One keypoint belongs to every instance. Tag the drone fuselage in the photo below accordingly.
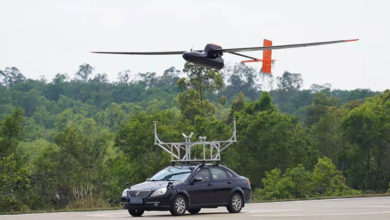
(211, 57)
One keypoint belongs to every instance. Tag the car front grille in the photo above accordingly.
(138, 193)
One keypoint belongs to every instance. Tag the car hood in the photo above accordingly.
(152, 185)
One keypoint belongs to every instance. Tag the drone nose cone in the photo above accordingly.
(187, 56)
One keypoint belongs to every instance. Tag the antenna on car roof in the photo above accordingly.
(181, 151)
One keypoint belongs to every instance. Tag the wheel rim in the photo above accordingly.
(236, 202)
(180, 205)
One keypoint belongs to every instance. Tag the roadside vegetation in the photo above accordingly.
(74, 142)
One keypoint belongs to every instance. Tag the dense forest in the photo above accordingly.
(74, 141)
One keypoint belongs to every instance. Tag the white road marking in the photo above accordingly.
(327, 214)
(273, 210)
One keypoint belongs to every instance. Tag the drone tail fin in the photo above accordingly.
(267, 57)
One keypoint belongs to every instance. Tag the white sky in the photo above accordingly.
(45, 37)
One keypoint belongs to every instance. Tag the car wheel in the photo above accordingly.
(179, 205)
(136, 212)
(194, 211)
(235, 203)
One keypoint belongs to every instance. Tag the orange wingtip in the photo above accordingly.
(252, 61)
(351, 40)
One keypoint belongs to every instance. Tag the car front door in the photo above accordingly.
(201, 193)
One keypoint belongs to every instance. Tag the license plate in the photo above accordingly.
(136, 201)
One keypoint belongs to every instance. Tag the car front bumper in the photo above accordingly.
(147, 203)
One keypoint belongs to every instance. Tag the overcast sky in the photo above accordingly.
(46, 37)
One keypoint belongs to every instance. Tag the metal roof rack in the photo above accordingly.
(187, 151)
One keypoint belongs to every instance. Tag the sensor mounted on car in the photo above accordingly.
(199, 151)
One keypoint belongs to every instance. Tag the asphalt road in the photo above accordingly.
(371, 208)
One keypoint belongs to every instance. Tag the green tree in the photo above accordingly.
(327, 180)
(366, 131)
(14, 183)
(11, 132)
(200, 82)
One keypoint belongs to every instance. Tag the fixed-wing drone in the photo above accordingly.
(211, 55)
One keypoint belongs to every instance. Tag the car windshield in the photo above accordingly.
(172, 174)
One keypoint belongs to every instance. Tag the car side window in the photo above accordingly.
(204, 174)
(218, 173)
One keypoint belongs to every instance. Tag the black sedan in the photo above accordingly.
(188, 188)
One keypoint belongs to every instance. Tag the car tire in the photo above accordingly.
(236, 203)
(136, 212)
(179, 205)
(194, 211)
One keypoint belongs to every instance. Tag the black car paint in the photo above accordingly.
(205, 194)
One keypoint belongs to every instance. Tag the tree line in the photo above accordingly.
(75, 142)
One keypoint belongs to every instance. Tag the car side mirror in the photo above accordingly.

# What to work on
Please repeat every line of the material above exactly and without its pictures.

# Your response
One keypoint belongs to every instance. Tag the drone fuselage in the photo below accordingly.
(211, 57)
One keypoint belongs to every instance. Tag the car front grille in the photo above accordingly.
(138, 193)
One keypoint belongs to every instance. Tag the car hood in the photo above accordingly.
(152, 185)
One keypoint belongs to every instance. Tag the drone nose cone in the photo above accordingly.
(187, 56)
One keypoint belongs to every instance. Tag the antenna on car roof in the photo above accordingly.
(181, 151)
One keypoint belongs to every instance. Tag the wheel rim in the photo above accordingly.
(236, 202)
(180, 205)
One keypoint belongs to every instance. Tag the roadside vegetation in the photo above accordingly.
(74, 142)
One keypoint belongs to every instance. Tag the dense forest in the photo above accordingly.
(74, 141)
One keypoint belongs to every instance. Tag the white road marking in the photo above accordingly.
(327, 214)
(273, 210)
One keypoint belongs to every instance. Tag the drone tail fin in the photo above accordingly.
(267, 57)
One keypoint belongs to every instance. Tag the white sky in the photo above accordingly.
(45, 37)
One keypoint belongs to every instance. Tag the car wheel in the photo above accordingly.
(179, 205)
(136, 212)
(194, 211)
(235, 203)
One keypoint belongs to every instance. Tag the orange wingtip in the photo above accordingly.
(252, 61)
(351, 40)
One keypoint belongs to every instance. Tag the car front door in the photo above accordingly.
(201, 193)
One keypoint belongs to every instance. Tag the license plate in the photo above accordingly.
(136, 201)
One keypoint belongs to every instance. Tag the car front bumper in the photo above accordingly.
(147, 203)
One keypoint belongs to every instance. Tag the overcast sky in the photo above accordingly.
(46, 37)
One keypoint belongs to every instance. Tag the metal roof rack in the photo above accordingly.
(187, 151)
One keypoint belongs to every instance. Tag the sensor mounted on car in the photo above accordingly.
(199, 151)
One keypoint belongs to every instance. Tag the asphalt road in the photo above accordingly.
(371, 208)
One keypoint belongs to every instance. Tag the green tree in the photo above accordingly.
(327, 180)
(366, 131)
(14, 183)
(11, 132)
(200, 82)
One keypoint belongs to every instance. Tag the fixed-wing drone in the photo above accordingly.
(211, 55)
One keypoint belongs to every instance. Tag the car windshield in the photo above accordingly.
(172, 174)
One keypoint belongs to every instance. Tag the car side window in the photo above accordingly.
(204, 174)
(218, 173)
One keypoint belongs to every instance. Tag the black sedan in the photo above accordingly.
(188, 188)
One keypoint belongs to every instance. Tag the car tire in the photo above accordingly.
(236, 203)
(136, 212)
(179, 205)
(194, 211)
One keypoint belongs to every instance. Tag the black car paint in the photo above accordingly.
(205, 194)
One keypoint belongs to every instance. Tag the tree line in the photo above accordingly.
(75, 142)
One keypoint belongs to every instance. Tag the car side mirror in the photo above accordingly.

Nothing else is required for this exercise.